[Data items]
+---+

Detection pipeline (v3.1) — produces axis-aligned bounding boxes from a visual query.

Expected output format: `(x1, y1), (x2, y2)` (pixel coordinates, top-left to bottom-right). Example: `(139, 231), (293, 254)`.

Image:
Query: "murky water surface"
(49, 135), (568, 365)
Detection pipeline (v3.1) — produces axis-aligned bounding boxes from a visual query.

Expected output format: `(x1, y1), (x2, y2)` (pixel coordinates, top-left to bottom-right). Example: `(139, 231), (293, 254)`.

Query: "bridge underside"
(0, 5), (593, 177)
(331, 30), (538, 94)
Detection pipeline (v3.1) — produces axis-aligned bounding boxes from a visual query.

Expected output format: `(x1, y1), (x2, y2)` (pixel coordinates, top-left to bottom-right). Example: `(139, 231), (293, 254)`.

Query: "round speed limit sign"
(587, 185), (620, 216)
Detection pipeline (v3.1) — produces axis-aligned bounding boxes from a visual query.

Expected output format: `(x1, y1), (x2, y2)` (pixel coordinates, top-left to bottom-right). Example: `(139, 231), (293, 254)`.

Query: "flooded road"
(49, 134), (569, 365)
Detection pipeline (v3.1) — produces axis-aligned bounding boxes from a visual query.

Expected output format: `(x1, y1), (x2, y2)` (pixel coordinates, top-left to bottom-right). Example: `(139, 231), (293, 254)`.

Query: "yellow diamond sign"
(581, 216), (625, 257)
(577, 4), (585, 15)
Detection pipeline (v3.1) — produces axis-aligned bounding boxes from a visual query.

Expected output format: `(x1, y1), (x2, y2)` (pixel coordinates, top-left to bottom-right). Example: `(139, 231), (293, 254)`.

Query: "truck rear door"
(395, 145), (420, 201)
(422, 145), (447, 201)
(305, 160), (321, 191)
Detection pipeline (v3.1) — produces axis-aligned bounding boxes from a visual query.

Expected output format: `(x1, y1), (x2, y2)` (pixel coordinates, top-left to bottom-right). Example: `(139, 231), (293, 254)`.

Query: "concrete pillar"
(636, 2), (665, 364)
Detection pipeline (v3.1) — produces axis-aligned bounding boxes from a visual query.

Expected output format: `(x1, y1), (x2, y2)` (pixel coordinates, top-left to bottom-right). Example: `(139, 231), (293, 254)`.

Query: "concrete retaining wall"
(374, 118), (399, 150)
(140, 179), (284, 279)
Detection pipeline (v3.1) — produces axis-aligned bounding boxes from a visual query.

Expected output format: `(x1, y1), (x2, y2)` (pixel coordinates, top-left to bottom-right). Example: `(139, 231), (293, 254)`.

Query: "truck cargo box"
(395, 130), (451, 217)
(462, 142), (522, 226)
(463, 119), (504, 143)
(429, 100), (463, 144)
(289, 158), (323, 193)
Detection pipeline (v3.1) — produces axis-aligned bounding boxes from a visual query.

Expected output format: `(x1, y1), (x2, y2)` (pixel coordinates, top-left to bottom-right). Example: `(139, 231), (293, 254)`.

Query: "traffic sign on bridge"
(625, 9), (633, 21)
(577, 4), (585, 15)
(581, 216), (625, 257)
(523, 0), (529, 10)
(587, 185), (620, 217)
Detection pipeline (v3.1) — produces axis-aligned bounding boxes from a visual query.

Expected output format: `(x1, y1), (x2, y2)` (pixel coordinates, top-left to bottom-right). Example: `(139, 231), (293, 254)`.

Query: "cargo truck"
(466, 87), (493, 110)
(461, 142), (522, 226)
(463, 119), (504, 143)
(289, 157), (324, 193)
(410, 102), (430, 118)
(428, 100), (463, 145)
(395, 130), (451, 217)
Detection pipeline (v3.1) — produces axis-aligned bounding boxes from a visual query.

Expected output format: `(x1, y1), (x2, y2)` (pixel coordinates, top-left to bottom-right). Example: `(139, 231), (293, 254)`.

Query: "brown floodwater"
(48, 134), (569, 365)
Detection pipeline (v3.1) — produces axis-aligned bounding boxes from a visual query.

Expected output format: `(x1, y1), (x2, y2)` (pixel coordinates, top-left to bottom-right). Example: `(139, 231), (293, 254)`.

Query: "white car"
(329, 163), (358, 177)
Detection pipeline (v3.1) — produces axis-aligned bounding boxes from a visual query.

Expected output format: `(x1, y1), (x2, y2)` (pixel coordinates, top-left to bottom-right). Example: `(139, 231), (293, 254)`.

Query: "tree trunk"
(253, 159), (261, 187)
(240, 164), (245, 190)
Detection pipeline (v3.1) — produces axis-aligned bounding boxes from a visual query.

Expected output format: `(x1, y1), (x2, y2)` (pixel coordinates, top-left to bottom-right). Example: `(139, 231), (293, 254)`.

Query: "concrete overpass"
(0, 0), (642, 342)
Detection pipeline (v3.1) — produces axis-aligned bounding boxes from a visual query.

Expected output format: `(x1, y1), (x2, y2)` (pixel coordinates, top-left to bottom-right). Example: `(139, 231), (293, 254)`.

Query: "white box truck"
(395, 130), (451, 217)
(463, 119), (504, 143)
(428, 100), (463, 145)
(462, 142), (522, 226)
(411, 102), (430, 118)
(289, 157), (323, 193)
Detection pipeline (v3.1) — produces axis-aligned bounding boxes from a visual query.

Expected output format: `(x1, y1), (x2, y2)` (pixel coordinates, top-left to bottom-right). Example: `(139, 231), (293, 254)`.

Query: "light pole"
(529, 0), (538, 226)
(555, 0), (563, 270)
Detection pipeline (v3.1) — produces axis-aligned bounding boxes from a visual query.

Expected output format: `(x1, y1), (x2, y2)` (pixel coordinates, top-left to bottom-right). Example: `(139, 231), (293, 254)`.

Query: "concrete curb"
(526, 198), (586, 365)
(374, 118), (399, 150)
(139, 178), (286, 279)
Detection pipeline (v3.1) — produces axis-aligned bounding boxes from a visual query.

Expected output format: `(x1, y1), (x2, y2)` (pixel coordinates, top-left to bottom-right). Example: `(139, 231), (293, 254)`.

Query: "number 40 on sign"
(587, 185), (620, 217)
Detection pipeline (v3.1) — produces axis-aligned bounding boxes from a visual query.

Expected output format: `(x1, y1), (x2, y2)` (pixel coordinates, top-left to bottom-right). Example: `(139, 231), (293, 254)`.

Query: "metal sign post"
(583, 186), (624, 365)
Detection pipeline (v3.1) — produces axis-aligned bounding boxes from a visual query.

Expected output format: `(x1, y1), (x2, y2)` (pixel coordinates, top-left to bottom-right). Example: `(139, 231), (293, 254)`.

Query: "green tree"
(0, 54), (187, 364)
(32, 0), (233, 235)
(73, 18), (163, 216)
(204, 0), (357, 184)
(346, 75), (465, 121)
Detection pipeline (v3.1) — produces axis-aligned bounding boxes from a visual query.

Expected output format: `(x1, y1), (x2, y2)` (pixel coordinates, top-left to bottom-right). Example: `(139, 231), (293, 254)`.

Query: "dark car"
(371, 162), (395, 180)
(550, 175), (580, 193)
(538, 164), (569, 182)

+---+

Exercise aim: Give the data again, exactly.

Reply:
Detection pipeline (v3.1) — produces axis-aligned bounding boxes from a visual query.

Expected output format: `(x1, y1), (x2, y2)` (pixel coordinates, top-left to bottom-right). Example: `(139, 231), (293, 254)`.

Image:
Query: "murky water surface"
(49, 135), (568, 365)
Detection pipeline (v3.1) — produces axis-aligned bounding boxes from a visual query.

Expected output format: `(x1, y1), (x2, y2)` (pixel coordinates, top-left to bottom-right). Example: `(139, 231), (293, 254)`.

Query: "bridge underside"
(0, 5), (593, 177)
(331, 30), (538, 94)
Detection pipeline (v3.1) — produces axis-aligned bounding boxes from a visual query.

Expected output format: `(x1, y1), (x2, y2)` (pixel coordinates, top-left to bottom-right). Example: `(139, 231), (293, 254)`.

Query: "round speed limit sign"
(587, 185), (620, 216)
Detection pipeline (v3.1) — produces axis-aligned bounding boxes from a visual query.

Expected output format: `(x1, y1), (x2, y2)` (pixel coordinates, top-left to bottom-right). Example: `(139, 231), (293, 254)`.

Query: "flooded road"
(49, 134), (569, 365)
Detection pipeline (v3.1) — produces axis-aligned bounding boxes from a visual query.

Expected output format: `(x1, y1), (x2, y2)` (pixel coordinates, top-left to bottom-right). Example: `(139, 231), (293, 254)`.

Query: "yellow diamond sign"
(581, 216), (625, 257)
(577, 4), (585, 15)
Detection pipeline (v3.1) — produces axis-aligned bounding boxes from a visual query.

Expected output format: `(x1, y1), (x2, y2)` (pixel coordinates, top-left to bottom-right). Example: `(139, 231), (293, 254)`.

Query: "truck rear door"
(395, 145), (420, 201)
(422, 145), (447, 201)
(305, 160), (321, 191)
Detection pipeline (v3.1) — produces axis-aligned bounding boxes from a visual query.

Expected output format: `(x1, y1), (x2, y2)` (pixel coordinates, top-left to bottom-right). Example: `(139, 231), (293, 254)`.

Query: "concrete pillar"
(636, 2), (665, 364)
Detection pipeline (v3.1) — produces axis-aligned bounding boxes from a visual query.

Expected output format: `(x1, y1), (x2, y2)` (pixel coordinates, top-left to bottom-right). Example: `(139, 231), (293, 254)`.

Query: "concrete retaining wall"
(374, 118), (399, 150)
(140, 179), (284, 279)
Detection pipeline (v3.1) — produces axis-aligned bounding boxes from a visual query.

Expected output format: `(x1, y1), (x2, y2)` (pixel coordinates, top-left to bottom-right). Example: `(139, 231), (293, 254)`.

Query: "truck cargo box"
(395, 130), (451, 217)
(462, 142), (522, 226)
(463, 119), (504, 143)
(429, 100), (463, 144)
(289, 158), (323, 193)
Detection pipeline (v3.1) — produces axis-aligned bounding boxes from a visual query.

Expected output format: `(x1, y1), (x2, y2)` (pixel coordinates, top-left to bottom-right). Example: `(139, 231), (293, 254)`.

Query: "traffic sign on bridge"
(625, 9), (633, 21)
(577, 4), (585, 15)
(581, 216), (625, 257)
(523, 0), (529, 10)
(587, 185), (620, 217)
Detection pipeline (v3.1) — produces axis-aligned bounding boxes from a visual query.

Expected output format: `(x1, y1), (x2, y2)` (pixel coordinates, top-left to bottom-right). Example: `(139, 231), (293, 254)`.

Query: "cargo truck"
(466, 87), (493, 110)
(461, 142), (522, 226)
(463, 119), (504, 143)
(289, 157), (324, 193)
(410, 102), (430, 118)
(428, 100), (463, 145)
(395, 130), (451, 217)
Detection pipeline (v3.1) — produces axis-aligned bounding boxes from a visual query.

Expected output format: `(x1, y1), (x2, y2)` (pixel coordinates, top-left to bottom-right). Example: `(139, 231), (293, 254)`.

Query: "brown floodwater"
(48, 134), (569, 365)
Detection pipeline (v3.1) — produces axis-aligned bounding boxes from a visual query.

Expected output format: `(x1, y1), (x2, y2)` (pixel coordinates, top-left to bottom-right). Example: `(139, 231), (293, 254)`.

Query: "white car"
(329, 163), (358, 177)
Detection pipeline (v3.1) — produces axis-aligned bounding boxes from a visual query.

Expected output format: `(x1, y1), (x2, y2)` (pixel coordinates, top-left to bottom-right). Example: `(139, 231), (293, 254)`.

Query: "tree trunk"
(253, 159), (261, 187)
(240, 164), (245, 190)
Detection pipeline (v3.1) — produces axis-aligned bounding boxes from a visual query.

Expected output format: `(x1, y1), (x2, y2)` (pixel coordinates, top-left to bottom-right). Example: `(139, 231), (293, 254)`.

Query: "concrete overpass"
(0, 0), (642, 342)
Detection pipeline (v3.1) — produces axis-aligned bounding boxes from a visual query.

Expected output format: `(x1, y1), (x2, y2)` (pixel coordinates, top-left to bottom-right). Example: `(139, 231), (293, 254)`.

Query: "white box truck"
(395, 130), (451, 217)
(463, 119), (504, 143)
(428, 100), (463, 145)
(462, 142), (522, 226)
(411, 102), (430, 118)
(289, 157), (323, 193)
Detection pipeline (v3.1) — produces axis-aligned bounding boxes from a visual query.

Expected output format: `(x1, y1), (x2, y2)` (pixel coordinates, top-left to bottom-right). Example: `(139, 231), (293, 254)`.

Query: "light pole"
(529, 0), (538, 226)
(555, 0), (563, 270)
Detection pipeline (v3.1) — produces axis-aligned bounding boxes from a visual query.

Expected output format: `(x1, y1), (x2, y2)` (pixel coordinates, top-left to bottom-right). Example: `(139, 231), (293, 254)`.

Query: "concrete curb"
(526, 198), (586, 365)
(374, 118), (399, 150)
(139, 178), (286, 279)
Detection pipeline (v3.1) — produces axis-aligned bounding boxes from a visual query.

Expected output format: `(x1, y1), (x2, y2)` (pixel coordinates, top-left to bottom-right). Example: `(139, 231), (293, 254)`.

Query: "number 40 on sign"
(587, 185), (620, 217)
Detection pipeline (v3.1) — produces axis-aligned bounding boxes from a visual query.

Expected output format: `(x1, y1), (x2, y2)` (pixel coordinates, top-left to bottom-right). Example: `(139, 231), (293, 254)`.

Query: "metal sign post"
(583, 186), (624, 365)
Detection pipeline (v3.1) — produces axis-aligned bounding boxes from a visual query.

Expected output format: `(x1, y1), (x2, y2)` (pixel coordinates, top-left to bottom-right). Example: `(139, 231), (293, 254)`.

Query: "green tree"
(0, 54), (187, 364)
(32, 0), (233, 235)
(73, 18), (163, 216)
(204, 0), (357, 184)
(346, 75), (465, 121)
Detection pipeline (v3.1) — produces axis-aligned bounding boxes from a visual query.

Expected output format: `(x1, y1), (x2, y2)` (pixel coordinates, top-left to bottom-right). Example: `(139, 231), (293, 254)`.

Query: "dark car"
(371, 162), (395, 180)
(550, 175), (580, 193)
(538, 164), (569, 182)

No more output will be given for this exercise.